*** Source material
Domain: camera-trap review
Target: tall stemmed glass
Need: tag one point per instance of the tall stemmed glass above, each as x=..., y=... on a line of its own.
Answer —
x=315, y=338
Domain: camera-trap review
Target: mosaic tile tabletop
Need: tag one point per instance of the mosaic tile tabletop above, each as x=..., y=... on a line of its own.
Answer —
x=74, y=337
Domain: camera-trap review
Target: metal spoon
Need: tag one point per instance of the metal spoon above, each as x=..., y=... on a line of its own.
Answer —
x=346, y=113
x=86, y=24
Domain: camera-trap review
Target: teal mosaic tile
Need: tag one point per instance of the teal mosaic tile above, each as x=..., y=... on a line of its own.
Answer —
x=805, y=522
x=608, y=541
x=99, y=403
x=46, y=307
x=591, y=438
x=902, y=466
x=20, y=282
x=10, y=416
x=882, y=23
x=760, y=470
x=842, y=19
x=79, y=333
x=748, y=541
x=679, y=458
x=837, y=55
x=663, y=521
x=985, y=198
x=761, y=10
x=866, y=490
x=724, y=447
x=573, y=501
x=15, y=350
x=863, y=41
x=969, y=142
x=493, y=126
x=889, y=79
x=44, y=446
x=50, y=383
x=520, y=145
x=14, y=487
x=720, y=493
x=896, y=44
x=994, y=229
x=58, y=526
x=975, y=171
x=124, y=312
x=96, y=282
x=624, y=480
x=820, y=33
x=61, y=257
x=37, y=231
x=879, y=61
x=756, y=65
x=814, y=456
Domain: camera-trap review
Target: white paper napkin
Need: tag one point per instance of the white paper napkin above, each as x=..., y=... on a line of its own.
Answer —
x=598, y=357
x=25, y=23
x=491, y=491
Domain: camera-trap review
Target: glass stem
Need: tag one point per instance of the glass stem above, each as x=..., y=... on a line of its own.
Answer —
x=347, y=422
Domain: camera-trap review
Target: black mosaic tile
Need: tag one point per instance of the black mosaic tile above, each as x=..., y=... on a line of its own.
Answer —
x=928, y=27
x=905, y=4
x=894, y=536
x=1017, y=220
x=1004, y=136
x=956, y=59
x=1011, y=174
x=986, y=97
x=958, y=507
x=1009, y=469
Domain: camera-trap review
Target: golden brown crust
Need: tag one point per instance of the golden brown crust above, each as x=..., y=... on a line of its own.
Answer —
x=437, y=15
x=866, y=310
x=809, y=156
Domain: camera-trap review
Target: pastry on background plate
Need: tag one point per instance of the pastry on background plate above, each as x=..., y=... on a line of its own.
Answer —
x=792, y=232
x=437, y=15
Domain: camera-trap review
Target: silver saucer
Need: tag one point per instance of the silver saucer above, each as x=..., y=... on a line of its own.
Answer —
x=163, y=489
******
# Task statement
A complete answer gives every line of the data that includes "metal".

# Task output
Target: metal spoon
Need: tag one point per instance of the metal spoon above, each as x=..., y=... on a line of its own.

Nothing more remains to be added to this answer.